**Point labeling data**.
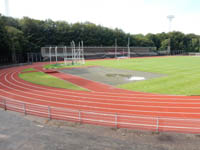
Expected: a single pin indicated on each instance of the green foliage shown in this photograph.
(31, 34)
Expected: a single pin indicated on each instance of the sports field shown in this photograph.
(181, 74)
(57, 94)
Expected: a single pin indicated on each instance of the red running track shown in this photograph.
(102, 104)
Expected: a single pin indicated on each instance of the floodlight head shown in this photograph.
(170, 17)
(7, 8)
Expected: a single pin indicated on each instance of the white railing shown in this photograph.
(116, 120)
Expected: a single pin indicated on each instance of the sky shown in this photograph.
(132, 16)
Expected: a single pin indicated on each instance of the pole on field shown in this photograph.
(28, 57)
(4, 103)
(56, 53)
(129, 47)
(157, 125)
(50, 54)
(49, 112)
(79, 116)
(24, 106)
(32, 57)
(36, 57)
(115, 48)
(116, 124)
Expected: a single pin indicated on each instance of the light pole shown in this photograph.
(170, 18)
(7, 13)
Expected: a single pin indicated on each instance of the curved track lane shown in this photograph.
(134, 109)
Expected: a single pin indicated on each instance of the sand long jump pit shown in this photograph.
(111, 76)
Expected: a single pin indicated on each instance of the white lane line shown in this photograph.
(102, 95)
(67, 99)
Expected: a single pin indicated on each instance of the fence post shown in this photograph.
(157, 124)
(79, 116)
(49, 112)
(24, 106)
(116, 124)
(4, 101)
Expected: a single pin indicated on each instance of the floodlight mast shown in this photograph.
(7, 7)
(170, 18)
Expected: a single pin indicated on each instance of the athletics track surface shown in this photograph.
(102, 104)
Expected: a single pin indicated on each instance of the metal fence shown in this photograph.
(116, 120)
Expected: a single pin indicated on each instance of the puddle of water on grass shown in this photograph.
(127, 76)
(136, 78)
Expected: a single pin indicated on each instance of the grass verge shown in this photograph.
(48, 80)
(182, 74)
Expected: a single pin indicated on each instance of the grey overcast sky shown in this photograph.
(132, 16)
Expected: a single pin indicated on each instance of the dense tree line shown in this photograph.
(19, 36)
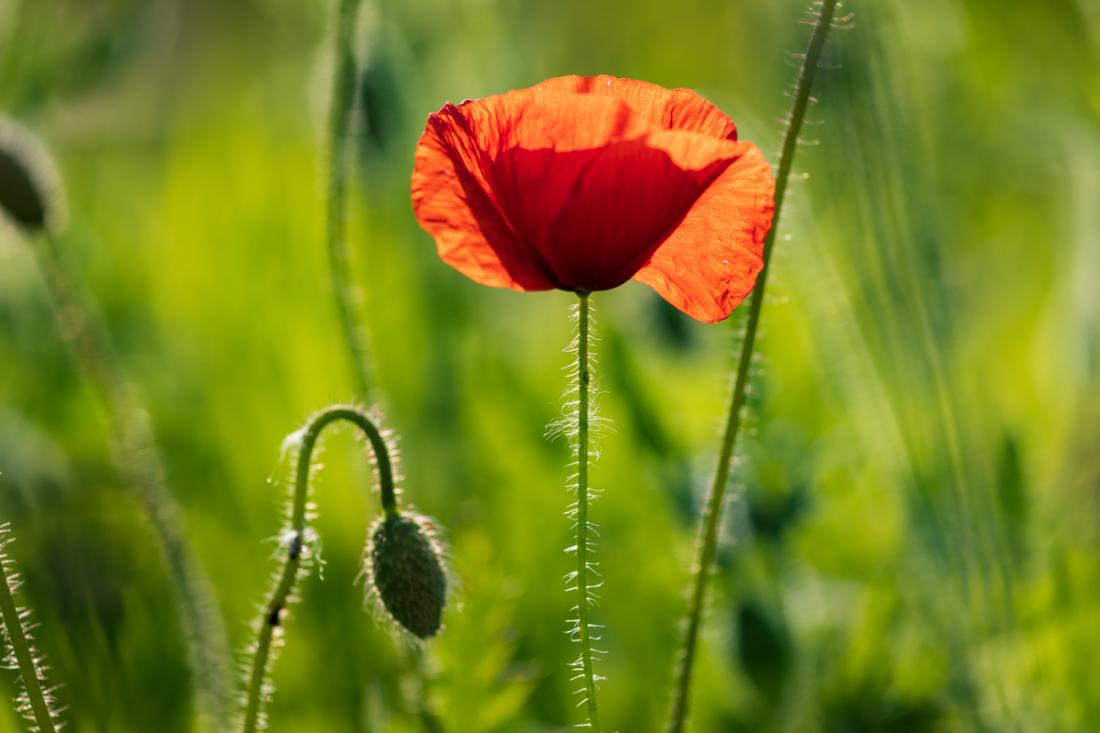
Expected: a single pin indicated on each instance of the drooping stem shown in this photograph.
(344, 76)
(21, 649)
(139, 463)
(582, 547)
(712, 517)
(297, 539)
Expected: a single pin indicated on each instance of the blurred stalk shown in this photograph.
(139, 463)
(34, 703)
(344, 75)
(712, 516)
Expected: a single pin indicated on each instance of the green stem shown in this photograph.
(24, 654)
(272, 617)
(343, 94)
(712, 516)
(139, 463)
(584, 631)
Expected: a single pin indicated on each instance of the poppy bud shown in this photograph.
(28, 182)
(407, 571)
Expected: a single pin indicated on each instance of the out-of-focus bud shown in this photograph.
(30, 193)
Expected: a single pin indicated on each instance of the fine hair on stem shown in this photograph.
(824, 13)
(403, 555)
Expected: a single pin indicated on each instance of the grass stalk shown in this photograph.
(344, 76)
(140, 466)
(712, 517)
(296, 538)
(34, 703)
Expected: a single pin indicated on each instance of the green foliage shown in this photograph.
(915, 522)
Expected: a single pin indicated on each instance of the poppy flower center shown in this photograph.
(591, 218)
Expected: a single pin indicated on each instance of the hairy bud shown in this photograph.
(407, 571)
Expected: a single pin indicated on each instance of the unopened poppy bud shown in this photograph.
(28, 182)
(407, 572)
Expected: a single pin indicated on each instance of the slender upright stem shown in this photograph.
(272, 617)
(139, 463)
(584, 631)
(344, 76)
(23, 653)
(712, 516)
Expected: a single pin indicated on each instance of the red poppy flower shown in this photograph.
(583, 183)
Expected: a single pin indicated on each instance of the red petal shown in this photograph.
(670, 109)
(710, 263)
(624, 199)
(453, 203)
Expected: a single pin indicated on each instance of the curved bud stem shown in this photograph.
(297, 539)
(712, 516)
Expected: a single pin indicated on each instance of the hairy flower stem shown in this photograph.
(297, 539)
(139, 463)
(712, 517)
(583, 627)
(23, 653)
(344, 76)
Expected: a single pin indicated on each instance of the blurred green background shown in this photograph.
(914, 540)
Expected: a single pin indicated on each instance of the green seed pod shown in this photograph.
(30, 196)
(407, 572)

**Task to carry out**. Turn the data, starting with the line containing "background shown in this photograph." and going through the end of the data, into a two-column CSV with columns instruction and points. Give one row per line beginning "Expected:", with that line's text and the points listed under it, each in a single quoted field with line breaks replaced by spaces.

**Answer to the exercise**.
instruction,points
"Expected: a single pin indicated on each instance of the blurred green background shown in this photograph.","(914, 540)"
"Expected: a single pin indicated on each instance of the green seed pod shown in this photograph.","(30, 196) (407, 572)"